[start Record list]
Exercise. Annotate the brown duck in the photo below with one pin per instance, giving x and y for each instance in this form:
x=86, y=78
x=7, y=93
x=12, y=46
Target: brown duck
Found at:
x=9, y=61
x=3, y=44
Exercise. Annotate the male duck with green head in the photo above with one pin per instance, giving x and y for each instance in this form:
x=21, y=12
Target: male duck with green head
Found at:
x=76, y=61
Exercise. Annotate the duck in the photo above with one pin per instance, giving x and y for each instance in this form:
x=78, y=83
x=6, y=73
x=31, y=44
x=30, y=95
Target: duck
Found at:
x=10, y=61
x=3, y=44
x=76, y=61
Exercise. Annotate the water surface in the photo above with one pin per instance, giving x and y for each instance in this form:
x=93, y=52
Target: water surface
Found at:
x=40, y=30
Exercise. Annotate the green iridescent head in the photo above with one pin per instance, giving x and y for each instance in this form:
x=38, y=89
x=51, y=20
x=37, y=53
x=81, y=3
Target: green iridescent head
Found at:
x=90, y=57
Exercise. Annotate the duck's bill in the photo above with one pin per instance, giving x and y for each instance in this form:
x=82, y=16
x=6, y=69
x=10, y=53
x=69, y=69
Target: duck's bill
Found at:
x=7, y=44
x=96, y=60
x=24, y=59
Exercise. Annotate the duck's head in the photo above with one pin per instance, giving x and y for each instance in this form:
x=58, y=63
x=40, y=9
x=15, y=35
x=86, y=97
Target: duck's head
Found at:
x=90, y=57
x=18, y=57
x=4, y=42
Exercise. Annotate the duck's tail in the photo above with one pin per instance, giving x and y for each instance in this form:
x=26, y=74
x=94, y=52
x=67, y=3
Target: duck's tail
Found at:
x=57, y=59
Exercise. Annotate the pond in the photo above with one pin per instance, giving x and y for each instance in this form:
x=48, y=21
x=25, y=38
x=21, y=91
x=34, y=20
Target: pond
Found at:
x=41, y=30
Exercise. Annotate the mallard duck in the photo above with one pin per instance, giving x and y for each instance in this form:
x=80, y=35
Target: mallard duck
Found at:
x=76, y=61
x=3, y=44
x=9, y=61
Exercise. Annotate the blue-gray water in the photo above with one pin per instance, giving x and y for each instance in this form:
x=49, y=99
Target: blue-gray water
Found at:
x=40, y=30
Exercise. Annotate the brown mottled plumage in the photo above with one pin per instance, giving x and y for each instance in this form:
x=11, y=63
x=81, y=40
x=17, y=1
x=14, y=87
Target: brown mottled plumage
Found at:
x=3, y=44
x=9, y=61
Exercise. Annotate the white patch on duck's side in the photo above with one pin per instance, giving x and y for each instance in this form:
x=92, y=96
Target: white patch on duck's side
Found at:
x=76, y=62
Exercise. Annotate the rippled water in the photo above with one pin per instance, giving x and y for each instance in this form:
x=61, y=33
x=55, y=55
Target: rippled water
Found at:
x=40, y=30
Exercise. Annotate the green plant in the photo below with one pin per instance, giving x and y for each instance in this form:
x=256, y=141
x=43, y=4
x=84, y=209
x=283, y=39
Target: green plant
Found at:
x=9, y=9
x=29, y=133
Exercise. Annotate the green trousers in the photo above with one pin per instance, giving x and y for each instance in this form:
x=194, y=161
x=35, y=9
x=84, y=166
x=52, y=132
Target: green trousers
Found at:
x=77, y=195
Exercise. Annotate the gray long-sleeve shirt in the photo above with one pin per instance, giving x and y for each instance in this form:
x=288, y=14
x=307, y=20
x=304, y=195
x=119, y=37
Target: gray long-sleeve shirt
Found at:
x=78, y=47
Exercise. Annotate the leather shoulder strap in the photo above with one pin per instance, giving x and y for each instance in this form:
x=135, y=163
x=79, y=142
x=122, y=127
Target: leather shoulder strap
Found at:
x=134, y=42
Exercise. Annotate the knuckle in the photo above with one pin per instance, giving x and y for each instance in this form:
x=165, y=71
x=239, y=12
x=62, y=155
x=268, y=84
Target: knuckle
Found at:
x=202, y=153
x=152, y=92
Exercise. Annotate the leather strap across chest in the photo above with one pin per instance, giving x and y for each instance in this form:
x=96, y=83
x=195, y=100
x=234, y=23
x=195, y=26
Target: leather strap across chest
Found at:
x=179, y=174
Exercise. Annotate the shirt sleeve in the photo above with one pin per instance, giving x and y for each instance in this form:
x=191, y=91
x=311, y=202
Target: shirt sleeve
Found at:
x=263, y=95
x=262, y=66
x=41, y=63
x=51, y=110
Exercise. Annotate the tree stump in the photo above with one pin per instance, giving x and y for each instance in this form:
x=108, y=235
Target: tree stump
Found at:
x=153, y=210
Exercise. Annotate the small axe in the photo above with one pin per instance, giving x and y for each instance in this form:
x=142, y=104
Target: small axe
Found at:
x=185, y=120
[end Record list]
**Exercise requirements:**
Write out the records again, starting with the line containing "Exercise. Annotate the leather shoulder" and continuing through the end of the records, requests included. Multiply every coordinate in the answers by 0.9 and round each result to a whole number, rounding halves up, while leaving the requests and their sample coordinates unchanged.

**Solution to the exercise:**
Exercise. Annotate the leather shoulder strap in the photo above with one pin per instance, giving x and y for each instance in this form:
x=135, y=163
x=79, y=142
x=122, y=127
Target: leather shoulder strap
Found at:
x=121, y=38
Exercise. Annotate the knuckle in the photo above with one pin per instance, giving x and y for each instance in this form:
x=165, y=71
x=239, y=12
x=62, y=155
x=268, y=84
Target: knuckle
Found at:
x=182, y=138
x=137, y=83
Exercise. Annotate the leather strap across chest in the photo above with one pin per instance, giving x and y for each instance in this form:
x=96, y=83
x=195, y=100
x=234, y=23
x=195, y=26
Target: leather strap across chest
Found at:
x=161, y=157
Exercise. Annotate the shirt sleeve in the photo above with one pin per instance, giving x and y for each instance in this form:
x=191, y=91
x=311, y=202
Target: shirt sleeve
Found at:
x=237, y=86
x=236, y=59
x=37, y=57
x=46, y=99
Exercise. Annotate the tree stump in the photo above with one pin per instance, giving x and y for each instance in this form:
x=108, y=235
Target: tree stump
Found at:
x=138, y=189
Exercise. Annotate the small axe in the photo above with one pin per instance, giving x and y for each instance in this form:
x=142, y=104
Target: small axe
Found at:
x=167, y=108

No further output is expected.